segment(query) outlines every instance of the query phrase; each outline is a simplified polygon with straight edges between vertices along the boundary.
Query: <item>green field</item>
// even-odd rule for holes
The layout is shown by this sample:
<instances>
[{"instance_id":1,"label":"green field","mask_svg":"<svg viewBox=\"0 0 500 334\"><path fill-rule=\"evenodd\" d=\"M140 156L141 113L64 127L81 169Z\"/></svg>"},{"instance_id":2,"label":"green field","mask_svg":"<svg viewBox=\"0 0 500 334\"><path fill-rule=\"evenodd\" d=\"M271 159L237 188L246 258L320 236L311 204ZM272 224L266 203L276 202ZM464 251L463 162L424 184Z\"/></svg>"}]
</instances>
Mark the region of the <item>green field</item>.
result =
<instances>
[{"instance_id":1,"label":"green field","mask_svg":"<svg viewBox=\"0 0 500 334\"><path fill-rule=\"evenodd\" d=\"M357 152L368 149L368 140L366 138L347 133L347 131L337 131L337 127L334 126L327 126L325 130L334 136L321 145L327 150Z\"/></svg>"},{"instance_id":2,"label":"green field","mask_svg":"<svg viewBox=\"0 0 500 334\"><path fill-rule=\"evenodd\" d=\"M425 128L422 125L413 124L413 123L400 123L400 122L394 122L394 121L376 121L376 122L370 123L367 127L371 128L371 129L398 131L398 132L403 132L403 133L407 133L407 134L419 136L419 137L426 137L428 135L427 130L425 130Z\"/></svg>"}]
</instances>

■ **What is required**
Only the lines above from the line containing "rule for holes" through the line containing "Mark the region" should be retyped, exactly and with both ends included.

■ **Task result**
// even-odd rule for holes
The layout is shown by this sample:
<instances>
[{"instance_id":1,"label":"green field","mask_svg":"<svg viewBox=\"0 0 500 334\"><path fill-rule=\"evenodd\" d=\"M140 156L141 113L64 127L81 169Z\"/></svg>"},{"instance_id":2,"label":"green field","mask_svg":"<svg viewBox=\"0 0 500 334\"><path fill-rule=\"evenodd\" d=\"M271 159L237 188L246 258L320 236L311 204ZM272 224L266 203L276 202ZM464 251L463 162L424 184Z\"/></svg>"}]
</instances>
Mark the region of the <item>green field</item>.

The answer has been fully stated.